▶ **Objective**: Beginning with the line that contains "Rules for this", extract each line through the end of the listing below, with no additions or omissions.

▶ **Supplied material**:
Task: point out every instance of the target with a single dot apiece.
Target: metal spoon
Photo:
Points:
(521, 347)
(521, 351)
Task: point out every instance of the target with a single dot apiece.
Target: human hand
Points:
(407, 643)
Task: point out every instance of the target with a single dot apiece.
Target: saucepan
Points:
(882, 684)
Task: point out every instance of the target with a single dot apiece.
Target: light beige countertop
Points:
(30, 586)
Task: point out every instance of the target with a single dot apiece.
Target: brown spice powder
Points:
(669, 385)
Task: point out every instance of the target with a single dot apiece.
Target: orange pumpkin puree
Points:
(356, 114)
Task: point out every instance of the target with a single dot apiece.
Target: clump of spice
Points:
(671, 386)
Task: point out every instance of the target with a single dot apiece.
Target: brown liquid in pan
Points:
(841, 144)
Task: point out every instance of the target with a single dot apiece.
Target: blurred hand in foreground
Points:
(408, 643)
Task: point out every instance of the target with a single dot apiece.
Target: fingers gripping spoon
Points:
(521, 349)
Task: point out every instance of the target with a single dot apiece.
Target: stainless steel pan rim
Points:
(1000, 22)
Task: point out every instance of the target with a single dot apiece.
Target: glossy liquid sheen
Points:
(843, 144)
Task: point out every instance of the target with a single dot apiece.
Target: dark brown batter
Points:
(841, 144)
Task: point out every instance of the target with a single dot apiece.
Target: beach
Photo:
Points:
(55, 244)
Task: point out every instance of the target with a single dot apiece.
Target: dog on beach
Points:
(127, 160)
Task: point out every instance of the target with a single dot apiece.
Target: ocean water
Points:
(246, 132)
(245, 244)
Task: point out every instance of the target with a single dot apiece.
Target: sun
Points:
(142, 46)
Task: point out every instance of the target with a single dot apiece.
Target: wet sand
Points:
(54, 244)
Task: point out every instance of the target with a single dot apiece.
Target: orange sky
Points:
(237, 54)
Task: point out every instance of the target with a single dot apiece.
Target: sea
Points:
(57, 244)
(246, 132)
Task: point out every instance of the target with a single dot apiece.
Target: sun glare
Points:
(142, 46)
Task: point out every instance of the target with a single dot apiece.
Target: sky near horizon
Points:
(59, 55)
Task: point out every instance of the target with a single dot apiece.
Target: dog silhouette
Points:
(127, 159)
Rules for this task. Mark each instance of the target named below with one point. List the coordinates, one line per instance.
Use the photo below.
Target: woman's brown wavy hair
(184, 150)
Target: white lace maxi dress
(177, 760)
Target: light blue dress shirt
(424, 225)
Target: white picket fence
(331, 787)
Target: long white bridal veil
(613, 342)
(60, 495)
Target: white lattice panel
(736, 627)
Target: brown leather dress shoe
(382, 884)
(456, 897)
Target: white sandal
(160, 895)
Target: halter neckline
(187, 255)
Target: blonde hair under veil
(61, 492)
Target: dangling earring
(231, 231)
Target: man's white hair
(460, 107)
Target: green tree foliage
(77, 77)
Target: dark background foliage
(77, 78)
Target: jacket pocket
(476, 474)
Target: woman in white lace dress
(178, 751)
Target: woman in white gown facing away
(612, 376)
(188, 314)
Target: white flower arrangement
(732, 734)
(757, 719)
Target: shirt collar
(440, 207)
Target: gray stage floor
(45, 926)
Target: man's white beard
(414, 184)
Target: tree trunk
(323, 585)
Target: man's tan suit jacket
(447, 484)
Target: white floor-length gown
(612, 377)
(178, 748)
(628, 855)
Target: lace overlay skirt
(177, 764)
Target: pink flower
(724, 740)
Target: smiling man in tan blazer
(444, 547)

▶ **Finished exercise**:
Rules for this task. Mark each instance of the target named below with one point. List the coordinates, one line per instance.
Use the photo below.
Target: woman's brown wavy hair
(184, 150)
Target: white lace maxi dress
(177, 760)
Target: light blue dress shirt
(424, 225)
Target: white picket fence
(331, 787)
Target: long white bridal veil
(613, 342)
(60, 495)
Target: white lattice panel
(736, 627)
Target: brown leather dress shoe
(382, 884)
(456, 897)
Target: white sandal
(160, 895)
Target: halter neckline
(187, 255)
Target: blonde hair under veil
(61, 492)
Target: dangling earring
(231, 231)
Target: man's white hair
(460, 107)
Target: green tree foliage
(77, 77)
Target: dark background foliage
(77, 78)
Target: jacket pocket
(476, 474)
Target: woman in white lace dress
(178, 751)
Target: woman in white gown facing away
(612, 376)
(188, 314)
Target: white flower arrangement
(732, 734)
(757, 719)
Target: shirt collar
(440, 207)
Target: gray stage floor
(45, 926)
Target: man's white beard
(414, 184)
Target: tree trunk
(323, 585)
Target: man's tan suit jacket
(447, 484)
Target: white floor-length gown
(612, 377)
(178, 748)
(628, 855)
Target: lace overlay skirt
(177, 764)
Target: pink flower
(724, 740)
Target: smiling man in tan blazer
(444, 547)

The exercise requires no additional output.